● Aim of the exercise
Can you pick up the passage below on remimazolam's clinical development in general anesthesia and continue it from its final sentence?

● Source extract
|---|
General anesthesia (Lead indication in Europe + Japan)

A total of three Phase I (Japan), two Phase II (Japan and EU) and two Phase III (Japan) trials in general anesthesia have been completed. Specific attention was paid to hemodynamic stability in the clinical program as preclinical data suggested that remimazolam may lead to a hemodynamic stability, which addresses a current need in general anesthesia. 


The Japanese program started with a comparative Phase I study building on PAION’s first human trial and showed an identical pharmacokinetic and pharmacodynamic profile. The next step was a continuous infusion Phase I study to define induction and maintenance doses for anesthesia. The doses for induction and maintenance identified as safe and effective in the Phase II study subsequently conducted were then used in the Japanese Phase III studies, which confirmed remimazolam’s efficacy and safety as a general anaesthetic and its favorable hemodynamic profile compared to propofol. Based upon the successful completion of Phase III in Japan, a pre-NDA meeting (NDA = New Drug Application) with the Japanese Pharmaceuticals and Medical Devices Agency (“PMDA”) took place in January 2016. During the meeting, all open questions raised for discussion following the preliminary assessment of the PMDA were clarified. The PMDA stated that the non-clinical and the clinical data package were regarded as complete for filing in the indication "Induction and maintenance of general anesthesia”. The clinical development program fully carried out in Japan by PAION’s former partner Ono in general anesthesia was complemented by PAION's growing data sets in all aspects from CMC (chemistry, manufacturing, control) to clinical and pre-clinical data generated outside of Japan. In October 2015, PAION already reported that the PMDA had confirmed that both the raw materials produced by PAION in Europe as well as the finished formulation of remimazolam fulfil the requirements for filing in Japan.


In order to allow using the Japanese data for filing in the EU, the same induction and maintenance doses were used in the European Phase II trial, further confirming the beneficial hemodynamic profile of remimazolam.


In August 2015, the start of the multi-national, multi-center, randomized, single-blind, propofol-controlled, confirmatory EU Phase III study in patients undergoing major cardiac surgery was announced. Due to the complex study design, the trial faced recruitment challenges. Despite intensive efforts to enhance patient recruitment, the trial proved to be difficult to implement in practice. Therefore, in February 2016, PAION decided to discontinue the trial in order to avoid a long and expensive study with the existing design. No drug-related serious adverse events have been observed.
|---|
● Data provided
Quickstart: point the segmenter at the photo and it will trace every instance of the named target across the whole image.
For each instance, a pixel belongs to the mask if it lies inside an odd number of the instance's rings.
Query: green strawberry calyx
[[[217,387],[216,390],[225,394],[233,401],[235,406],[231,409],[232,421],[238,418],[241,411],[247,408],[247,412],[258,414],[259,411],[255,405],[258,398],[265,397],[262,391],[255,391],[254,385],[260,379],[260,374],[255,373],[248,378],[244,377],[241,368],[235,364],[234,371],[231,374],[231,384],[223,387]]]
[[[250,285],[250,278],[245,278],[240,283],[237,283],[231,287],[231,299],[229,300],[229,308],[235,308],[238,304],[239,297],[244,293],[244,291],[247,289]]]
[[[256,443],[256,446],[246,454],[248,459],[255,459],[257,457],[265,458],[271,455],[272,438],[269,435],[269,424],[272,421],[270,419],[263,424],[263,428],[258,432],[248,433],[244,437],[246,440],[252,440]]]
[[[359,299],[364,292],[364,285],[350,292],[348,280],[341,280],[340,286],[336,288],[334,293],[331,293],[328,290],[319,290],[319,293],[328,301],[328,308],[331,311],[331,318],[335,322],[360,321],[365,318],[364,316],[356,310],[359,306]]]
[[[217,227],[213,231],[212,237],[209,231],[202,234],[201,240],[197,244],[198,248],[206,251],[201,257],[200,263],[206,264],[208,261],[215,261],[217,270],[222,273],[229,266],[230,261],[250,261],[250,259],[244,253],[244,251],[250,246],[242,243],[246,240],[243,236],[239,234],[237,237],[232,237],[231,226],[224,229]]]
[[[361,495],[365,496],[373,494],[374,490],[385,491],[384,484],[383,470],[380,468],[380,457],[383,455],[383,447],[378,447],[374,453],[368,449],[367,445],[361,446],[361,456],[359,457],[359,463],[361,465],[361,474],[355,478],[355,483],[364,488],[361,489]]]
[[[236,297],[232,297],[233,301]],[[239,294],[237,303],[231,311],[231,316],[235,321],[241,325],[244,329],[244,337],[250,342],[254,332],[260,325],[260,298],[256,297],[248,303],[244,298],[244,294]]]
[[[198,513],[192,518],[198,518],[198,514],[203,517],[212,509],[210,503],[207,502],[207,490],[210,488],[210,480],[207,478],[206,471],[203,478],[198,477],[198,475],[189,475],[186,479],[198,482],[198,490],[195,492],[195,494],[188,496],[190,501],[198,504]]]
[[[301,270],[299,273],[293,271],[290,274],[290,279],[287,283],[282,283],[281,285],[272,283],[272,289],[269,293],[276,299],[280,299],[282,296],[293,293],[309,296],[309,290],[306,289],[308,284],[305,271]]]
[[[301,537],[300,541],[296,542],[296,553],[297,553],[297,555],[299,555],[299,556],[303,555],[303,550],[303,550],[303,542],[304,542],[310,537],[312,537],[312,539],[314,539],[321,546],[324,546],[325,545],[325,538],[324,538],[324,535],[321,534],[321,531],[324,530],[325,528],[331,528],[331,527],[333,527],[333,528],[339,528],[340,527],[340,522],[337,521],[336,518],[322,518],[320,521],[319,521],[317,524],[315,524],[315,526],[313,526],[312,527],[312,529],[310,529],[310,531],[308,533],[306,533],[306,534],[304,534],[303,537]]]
|---|
● Result
Currently, PAION is evaluating how to resume the clinical development of remimazolam in the EU.

ICU sedation

PAION’s former partner in Japan, Ono, independently initiated a Phase II trial for sedation in intensive care units (ICUs). Ono discontinued this exploratory trial in August 2013. While all patients were sedated successfully and no significant unexpected adverse events were reported, higher than expected plasma concentrations of remimazolam were observed in isolated cases after long-term treatment.

The observed phenomenon of elevated remimazolam plasma concentrations was subsequently thoroughly investigated using a series of preclinical tests and pharmacokinetic models. None of these experiments was able to reproduce the findings or provide a mechanistic explanation for the elevated plasma concentrations. Further analysis has revealed that such pharmacokinetic deviations are common for utilization of sedatives like midazolam and propofol on the ICU and the most likely explanation is the underlying serious condition of the patient presenting on the ICU. As a result, PAION is of the opinion that the maximum dose level has now been defined for ICU sedation. Further development of the program “ICU sedation” is part of the future remimazolam development plan which will be addressed after availability of required funds.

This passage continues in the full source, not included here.